(Information provided Opens)

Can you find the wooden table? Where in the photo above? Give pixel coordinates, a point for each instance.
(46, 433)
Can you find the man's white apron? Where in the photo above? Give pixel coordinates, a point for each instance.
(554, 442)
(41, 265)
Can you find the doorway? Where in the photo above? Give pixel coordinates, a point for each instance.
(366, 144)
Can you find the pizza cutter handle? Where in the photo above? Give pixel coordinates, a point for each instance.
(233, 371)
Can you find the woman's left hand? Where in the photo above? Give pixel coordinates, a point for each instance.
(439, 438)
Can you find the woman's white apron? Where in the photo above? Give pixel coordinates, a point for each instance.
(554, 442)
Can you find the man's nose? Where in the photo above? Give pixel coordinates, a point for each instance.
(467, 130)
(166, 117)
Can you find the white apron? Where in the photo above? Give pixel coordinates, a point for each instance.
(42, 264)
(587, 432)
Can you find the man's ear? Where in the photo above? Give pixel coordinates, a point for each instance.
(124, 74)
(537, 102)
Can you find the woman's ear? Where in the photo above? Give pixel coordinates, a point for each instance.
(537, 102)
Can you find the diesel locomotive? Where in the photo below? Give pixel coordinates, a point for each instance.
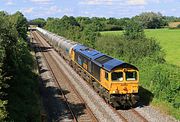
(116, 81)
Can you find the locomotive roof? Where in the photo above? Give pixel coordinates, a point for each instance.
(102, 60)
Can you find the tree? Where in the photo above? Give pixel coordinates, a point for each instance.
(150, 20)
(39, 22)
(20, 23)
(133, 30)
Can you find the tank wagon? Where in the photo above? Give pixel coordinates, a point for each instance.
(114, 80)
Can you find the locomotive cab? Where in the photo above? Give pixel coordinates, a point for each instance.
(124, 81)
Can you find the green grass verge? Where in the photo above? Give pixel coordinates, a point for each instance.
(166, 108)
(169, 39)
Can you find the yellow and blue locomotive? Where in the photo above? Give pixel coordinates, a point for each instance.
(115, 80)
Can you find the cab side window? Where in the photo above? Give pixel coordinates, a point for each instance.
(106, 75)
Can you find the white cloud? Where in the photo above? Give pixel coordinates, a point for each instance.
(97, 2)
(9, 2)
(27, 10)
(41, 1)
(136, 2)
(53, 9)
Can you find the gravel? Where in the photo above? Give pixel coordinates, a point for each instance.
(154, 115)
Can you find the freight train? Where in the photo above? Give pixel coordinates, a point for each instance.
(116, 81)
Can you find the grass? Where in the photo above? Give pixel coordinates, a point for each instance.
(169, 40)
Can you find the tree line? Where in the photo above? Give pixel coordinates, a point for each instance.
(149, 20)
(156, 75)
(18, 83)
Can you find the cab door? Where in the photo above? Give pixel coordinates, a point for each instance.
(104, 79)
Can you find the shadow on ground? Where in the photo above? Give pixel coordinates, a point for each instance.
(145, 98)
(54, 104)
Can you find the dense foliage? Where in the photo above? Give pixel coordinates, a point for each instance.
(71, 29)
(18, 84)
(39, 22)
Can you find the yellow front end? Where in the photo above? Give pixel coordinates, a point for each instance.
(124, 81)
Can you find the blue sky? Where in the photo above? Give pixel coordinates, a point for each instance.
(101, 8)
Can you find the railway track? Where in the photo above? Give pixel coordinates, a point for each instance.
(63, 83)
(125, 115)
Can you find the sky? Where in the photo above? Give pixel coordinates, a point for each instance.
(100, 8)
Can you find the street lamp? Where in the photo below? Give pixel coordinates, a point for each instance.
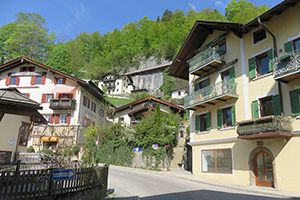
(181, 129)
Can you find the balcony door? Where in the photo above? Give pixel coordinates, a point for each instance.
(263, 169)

(Information provided Closes)

● What to do: Every line above is to be written out unchanged, with the pictures omitted.

● Written response:
Can you find the wooden table? Where in the photo above? Give pixel coordinates, a point for each instance.
(46, 433)
Can you find the man's white apron? Where in the photo above? Give pixel coordinates, a point for each instance.
(554, 442)
(41, 265)
Can you find the doorway? Where in the photo above? Give pixel coordinates, a point for each instance.
(366, 144)
Can you find the pizza cutter handle? Where in the photo above? Give pixel coordinates, a point for each instance.
(233, 371)
Can you find the woman's left hand? Where in the photo above? Give pixel coordinates, a point for each instance.
(439, 438)
Can you find the woman's white apron? Where in the photo above? Give pixel coordinates, a point for each instance.
(554, 442)
Can you find the man's nose? Where in the photo above? Give pixel coordinates, a point for each instance.
(467, 130)
(166, 117)
Can you find the white apron? Where in the photo above? Give pixel coordinates, a point for each instance.
(42, 264)
(587, 432)
Can you find the man's ear? Where in the photo above? Give pixel coordinates, a point for each instance.
(124, 74)
(537, 102)
Can you find the woman's ear? Where in the photo above? Give pixel coordinates, a point for each instance.
(537, 102)
Can you find the diesel locomotive? Where in the photo below? Give pixel coordinates, a point for each instance.
(116, 81)
Can you find the locomotive roof? Where in the photo above? Give pixel coordinates, a point for each instance.
(102, 60)
Can you find the tree? Where in the photo above? Give pixel coordinates, a point for each instance.
(150, 20)
(39, 22)
(20, 23)
(133, 30)
Can you find the tank wagon? Where in the photo above? Give pixel coordinates, a point for each instance.
(114, 80)
Can you find the locomotive cab? Where in the photo above? Give pixel coordinates, a point for each instance.
(124, 81)
Can you find the green grass verge? Where in the photo above? Give pixel coordinates, a point for each instance.
(166, 108)
(169, 39)
Can you find the yellow and blue locomotive? Where in the photo above? Give pixel coordinates, a point for each instance.
(115, 80)
Can you find the cab side window? Where in the photo above? Give pixel coordinates, a point for each instance.
(106, 75)
Can you find the white cloud? Where in the photo above? Give pixel coordinates, a point for each instance.
(97, 2)
(9, 2)
(27, 10)
(41, 1)
(136, 2)
(53, 9)
Can you find the gravel? Where in the photo above? Give pixel coordinates, a point for each instance.
(154, 115)
Can you find the freight train? Where in the photo above? Give pixel coordinates, a point for each instance.
(116, 81)
Can you find the grass? Where in the photo above? Give pixel coordinates, a point for each instance.
(169, 40)
Can you find the tree line? Where in the photo above? Give pixel coordinates, a point for each instance.
(149, 20)
(156, 75)
(18, 83)
Can you find the cab door? Where in the photo above? Give pixel coordinates, a point for each instance.
(104, 79)
Can you find the shadow on ground? Where in the photo above? Give pixel coordinates, a point for each instance.
(145, 98)
(54, 104)
Can you find the dense foliage? Where in the photo above? Give pixel coordinates, a point for each instance.
(71, 29)
(18, 84)
(39, 22)
Can you find the yellow front end? Where in the photo above? Give pixel coordinates, a point for each instance.
(124, 81)
Can you find the blue sky? Where in the photo above? Give pixel coordinates, a point for each instance.
(101, 8)
Can you find the railway track? Where in the photo above? Give pixel coordinates, a point for each instance.
(63, 83)
(125, 115)
Can you find the sky? Where in the photo above? Give pixel coordinates, a point for each instance.
(100, 8)
Can you find the street lamp? Where in the photo below? Give pixel coordinates, a point for each instance.
(181, 129)
Can you find the balcony door? Where in the photo above? Give pixel coordinates, a point for each instance.
(263, 169)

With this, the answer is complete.